# WHAT IS NEEDED
Leave out the pictures; transcribe all else exactly.

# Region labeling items

#####

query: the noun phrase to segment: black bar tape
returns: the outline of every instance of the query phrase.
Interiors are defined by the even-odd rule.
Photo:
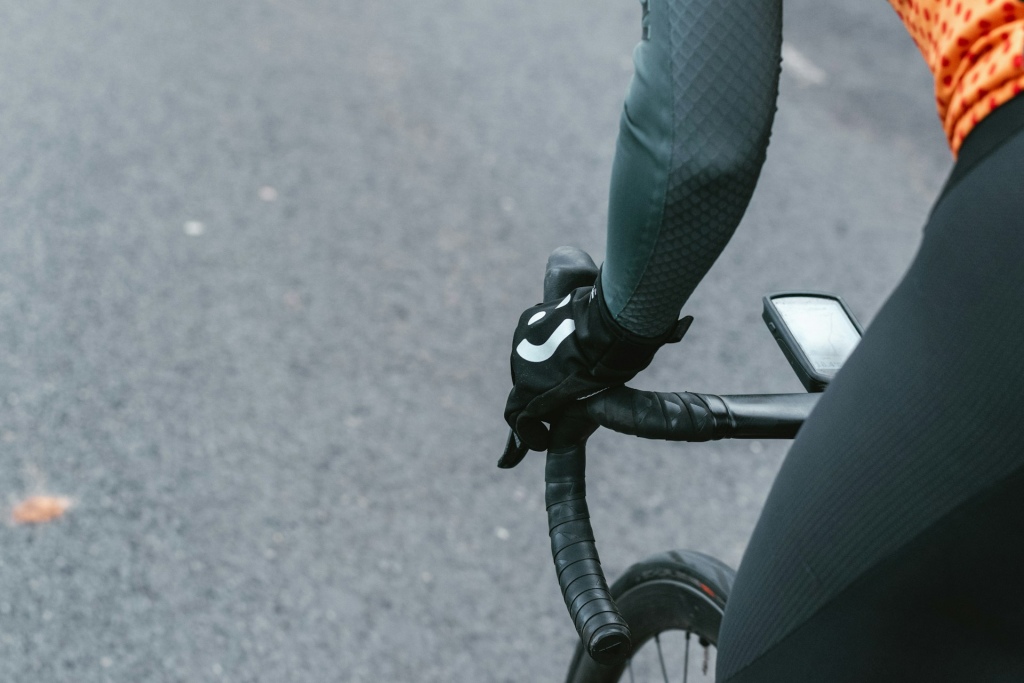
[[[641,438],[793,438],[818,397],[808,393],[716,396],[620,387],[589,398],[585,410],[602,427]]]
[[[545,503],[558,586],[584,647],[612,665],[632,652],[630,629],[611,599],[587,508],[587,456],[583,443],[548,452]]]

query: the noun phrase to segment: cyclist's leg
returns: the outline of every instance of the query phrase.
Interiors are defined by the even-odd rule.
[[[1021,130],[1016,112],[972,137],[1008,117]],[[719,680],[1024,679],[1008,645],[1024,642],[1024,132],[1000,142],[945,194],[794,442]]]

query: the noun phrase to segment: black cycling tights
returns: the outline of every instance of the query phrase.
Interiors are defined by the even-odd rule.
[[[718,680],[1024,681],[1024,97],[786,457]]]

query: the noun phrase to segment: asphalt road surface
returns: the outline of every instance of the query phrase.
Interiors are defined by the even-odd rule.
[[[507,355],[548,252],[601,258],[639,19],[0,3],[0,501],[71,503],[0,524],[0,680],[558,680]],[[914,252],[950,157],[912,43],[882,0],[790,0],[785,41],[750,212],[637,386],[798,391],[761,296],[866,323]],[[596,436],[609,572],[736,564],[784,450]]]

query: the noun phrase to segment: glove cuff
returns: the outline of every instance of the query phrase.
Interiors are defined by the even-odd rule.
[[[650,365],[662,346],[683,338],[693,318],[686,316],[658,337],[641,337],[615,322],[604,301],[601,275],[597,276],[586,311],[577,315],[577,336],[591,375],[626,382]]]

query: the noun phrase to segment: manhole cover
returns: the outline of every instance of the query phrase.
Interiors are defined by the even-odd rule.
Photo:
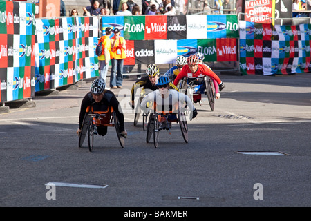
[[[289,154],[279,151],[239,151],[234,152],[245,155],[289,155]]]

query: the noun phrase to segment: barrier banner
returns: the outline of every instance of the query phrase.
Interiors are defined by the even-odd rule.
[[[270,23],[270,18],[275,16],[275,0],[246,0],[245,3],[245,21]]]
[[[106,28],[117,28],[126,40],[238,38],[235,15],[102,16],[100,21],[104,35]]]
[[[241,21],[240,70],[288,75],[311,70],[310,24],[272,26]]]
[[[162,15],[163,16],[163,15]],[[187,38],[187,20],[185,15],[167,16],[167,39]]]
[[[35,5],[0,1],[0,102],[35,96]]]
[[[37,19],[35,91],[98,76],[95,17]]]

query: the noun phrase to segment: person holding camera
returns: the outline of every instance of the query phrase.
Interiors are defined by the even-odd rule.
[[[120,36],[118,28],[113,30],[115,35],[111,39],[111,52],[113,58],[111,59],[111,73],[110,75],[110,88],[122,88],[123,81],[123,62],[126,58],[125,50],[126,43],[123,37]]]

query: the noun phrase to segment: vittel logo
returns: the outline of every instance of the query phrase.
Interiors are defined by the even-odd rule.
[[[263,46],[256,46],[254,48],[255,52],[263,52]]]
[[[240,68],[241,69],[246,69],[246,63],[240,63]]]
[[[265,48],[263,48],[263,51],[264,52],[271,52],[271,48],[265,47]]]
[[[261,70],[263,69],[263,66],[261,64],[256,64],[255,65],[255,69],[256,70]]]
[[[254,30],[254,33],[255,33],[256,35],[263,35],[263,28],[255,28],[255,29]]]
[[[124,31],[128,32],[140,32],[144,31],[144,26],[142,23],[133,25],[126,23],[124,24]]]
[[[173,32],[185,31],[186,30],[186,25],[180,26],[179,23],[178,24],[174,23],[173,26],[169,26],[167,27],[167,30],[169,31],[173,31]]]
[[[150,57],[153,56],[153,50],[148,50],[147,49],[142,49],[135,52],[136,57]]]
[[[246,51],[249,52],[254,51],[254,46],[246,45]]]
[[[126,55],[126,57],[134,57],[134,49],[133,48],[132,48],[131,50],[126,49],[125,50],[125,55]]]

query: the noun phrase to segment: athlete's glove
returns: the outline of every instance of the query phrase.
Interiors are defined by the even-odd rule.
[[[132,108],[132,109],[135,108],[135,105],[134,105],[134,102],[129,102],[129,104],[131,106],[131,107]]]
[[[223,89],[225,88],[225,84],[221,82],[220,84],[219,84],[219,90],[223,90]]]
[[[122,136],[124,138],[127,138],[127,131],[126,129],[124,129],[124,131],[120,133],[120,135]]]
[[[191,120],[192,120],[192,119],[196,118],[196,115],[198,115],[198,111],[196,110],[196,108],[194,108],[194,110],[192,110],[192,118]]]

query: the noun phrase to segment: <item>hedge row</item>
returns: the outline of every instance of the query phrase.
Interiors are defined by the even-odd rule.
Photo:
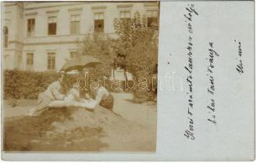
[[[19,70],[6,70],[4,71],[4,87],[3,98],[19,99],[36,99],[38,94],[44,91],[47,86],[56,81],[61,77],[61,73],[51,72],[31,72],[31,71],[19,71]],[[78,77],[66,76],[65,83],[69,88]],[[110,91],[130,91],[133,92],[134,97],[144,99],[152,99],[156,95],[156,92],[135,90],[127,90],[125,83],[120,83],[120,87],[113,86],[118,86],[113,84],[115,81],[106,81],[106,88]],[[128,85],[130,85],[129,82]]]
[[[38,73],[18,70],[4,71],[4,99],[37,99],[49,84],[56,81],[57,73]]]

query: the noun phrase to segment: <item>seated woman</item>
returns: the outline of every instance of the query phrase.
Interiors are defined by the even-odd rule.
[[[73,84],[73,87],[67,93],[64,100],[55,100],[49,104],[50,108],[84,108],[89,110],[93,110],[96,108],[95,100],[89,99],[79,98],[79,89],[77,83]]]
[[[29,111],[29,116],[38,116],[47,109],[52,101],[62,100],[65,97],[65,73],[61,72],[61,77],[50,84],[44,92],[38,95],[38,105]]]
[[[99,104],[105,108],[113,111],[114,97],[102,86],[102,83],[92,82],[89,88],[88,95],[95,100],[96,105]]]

#####

# SOLUTION BELOW
query: the noun phrase to segment: black bar tape
returns: the outline of every instance of the query phrase.
Interiors are defined by the even-odd rule.
Photo:
[[[641,438],[793,438],[818,397],[808,393],[716,396],[620,387],[589,398],[585,410],[602,427]]]
[[[545,503],[558,586],[584,647],[612,665],[632,652],[630,629],[611,599],[587,508],[587,456],[583,443],[548,452]]]

query: the noun phrase to segment: cyclist's leg
returns: the outline of every instance of the query phrase.
Interiors are defined by the even-odd rule.
[[[1021,130],[1016,112],[972,137],[1008,117]],[[719,680],[1024,679],[1008,645],[1024,642],[1024,132],[1000,142],[945,194],[794,442]]]

query: the noun phrase to segment: black cycling tights
returns: the outline of every instance of the query phrase.
Interiors are defined by the even-odd rule.
[[[718,680],[1024,681],[1024,97],[786,457]]]

query: the noun phrase to segment: asphalt road surface
returns: the outline of every instance of the query phrase.
Interiors are defined by the even-odd rule.
[[[507,355],[548,252],[601,258],[639,19],[0,3],[0,501],[71,503],[0,524],[0,680],[558,680]],[[914,252],[950,157],[912,43],[882,0],[790,0],[785,41],[750,212],[637,386],[798,391],[761,296],[866,323]],[[596,436],[609,572],[736,564],[784,450]]]

query: the noun phrase to segment: glove cuff
returns: the outline of every instance of the query phrase.
Interiors are defined by the even-odd rule.
[[[650,365],[662,346],[683,338],[693,318],[686,316],[658,337],[641,337],[615,322],[604,301],[601,275],[597,276],[586,311],[577,315],[577,336],[591,375],[626,382]]]

query: the noun phrase to segment: manhole cover
returns: the outline of every instance of the query phrase.
Interiors are defined by the even-odd rule.
Photo:
[[[289,154],[279,151],[239,151],[234,152],[245,155],[289,155]]]

query: the noun phrase to segment: barrier banner
returns: the outline of every instance of the query phrase.
Interiors are defined by the even-odd rule.
[[[270,23],[270,18],[275,16],[275,0],[246,0],[245,3],[245,21]]]
[[[106,28],[117,28],[126,40],[238,38],[235,15],[102,16],[100,21],[104,35]]]
[[[241,21],[240,70],[288,75],[311,70],[310,24],[272,26]]]
[[[162,15],[163,16],[163,15]],[[187,38],[187,20],[185,15],[167,16],[167,39]]]
[[[35,5],[0,1],[0,102],[35,96]]]
[[[37,19],[35,91],[98,76],[95,17]]]

query: the noun phrase to segment: person holding camera
returns: the outline of every instance of the query phrase.
Interiors are defined by the even-odd rule.
[[[120,36],[118,28],[113,30],[115,35],[111,39],[111,52],[113,58],[111,59],[111,73],[110,75],[110,88],[122,88],[123,81],[123,62],[126,58],[125,50],[126,43],[123,37]]]

query: the noun phrase to segment: vittel logo
returns: the outline of every instance of the query phrase.
Interiors are defined by the even-odd rule.
[[[263,46],[256,46],[254,48],[255,52],[263,52]]]
[[[240,68],[241,69],[246,69],[246,63],[240,63]]]
[[[265,48],[263,48],[263,51],[264,52],[271,52],[271,48],[265,47]]]
[[[261,70],[263,69],[263,66],[261,64],[256,64],[255,65],[255,69],[256,70]]]
[[[254,30],[254,33],[255,33],[256,35],[263,35],[263,28],[255,28],[255,29]]]
[[[124,31],[128,32],[140,32],[144,31],[144,26],[142,23],[133,25],[126,23],[124,24]]]
[[[173,32],[185,31],[186,30],[186,25],[180,26],[179,23],[178,24],[174,23],[173,26],[169,26],[167,27],[167,30],[169,31],[173,31]]]
[[[150,57],[153,56],[153,50],[148,50],[147,49],[142,49],[135,52],[136,57]]]
[[[246,51],[249,52],[254,51],[254,46],[246,45]]]
[[[126,55],[126,57],[134,57],[134,49],[133,48],[132,48],[131,50],[126,49],[125,50],[125,55]]]

query: the noun phrase to segment: athlete's glove
returns: the outline of every instance of the query phrase.
Interiors are defined by the even-odd rule.
[[[132,108],[132,109],[135,108],[135,105],[134,105],[134,102],[129,102],[129,104],[131,106],[131,107]]]
[[[223,89],[225,88],[225,84],[221,82],[220,84],[219,84],[219,90],[223,90]]]
[[[122,136],[124,138],[127,138],[127,131],[126,129],[124,129],[124,131],[120,133],[120,135]]]
[[[191,120],[192,120],[192,119],[196,118],[196,115],[198,115],[198,111],[196,110],[196,108],[194,108],[194,110],[192,110],[192,118]]]

query: the noun phrase to segment: <item>hedge row</item>
returns: the outline of every instance of the query phrase.
Interiors are defined by the even-odd rule.
Photo:
[[[19,70],[6,70],[4,71],[4,87],[3,98],[19,99],[36,99],[38,94],[44,91],[47,86],[56,81],[61,77],[61,73],[51,72],[31,72],[31,71],[19,71]],[[78,77],[66,76],[65,83],[69,88]],[[110,91],[130,91],[133,92],[134,97],[144,99],[152,99],[156,95],[156,92],[135,90],[127,90],[125,83],[120,83],[120,87],[113,86],[118,86],[113,84],[115,81],[106,81],[106,88]],[[128,85],[130,85],[129,82]]]
[[[38,73],[18,70],[4,71],[4,99],[37,99],[49,84],[56,81],[57,73]]]

query: the noun phrase to segment: <item>seated woman</item>
returns: the outline of every instance of the query phrase.
Interiors are defined by the even-odd rule.
[[[73,84],[73,87],[67,93],[64,100],[55,100],[49,104],[50,108],[84,108],[89,110],[93,110],[96,108],[95,100],[89,99],[79,98],[79,89],[77,83]]]
[[[29,111],[29,116],[38,116],[47,109],[52,101],[62,100],[65,97],[65,73],[61,72],[61,77],[50,84],[44,92],[38,95],[38,105]]]
[[[99,104],[105,108],[113,111],[114,97],[102,86],[102,83],[92,82],[89,88],[88,95],[95,100],[96,105]]]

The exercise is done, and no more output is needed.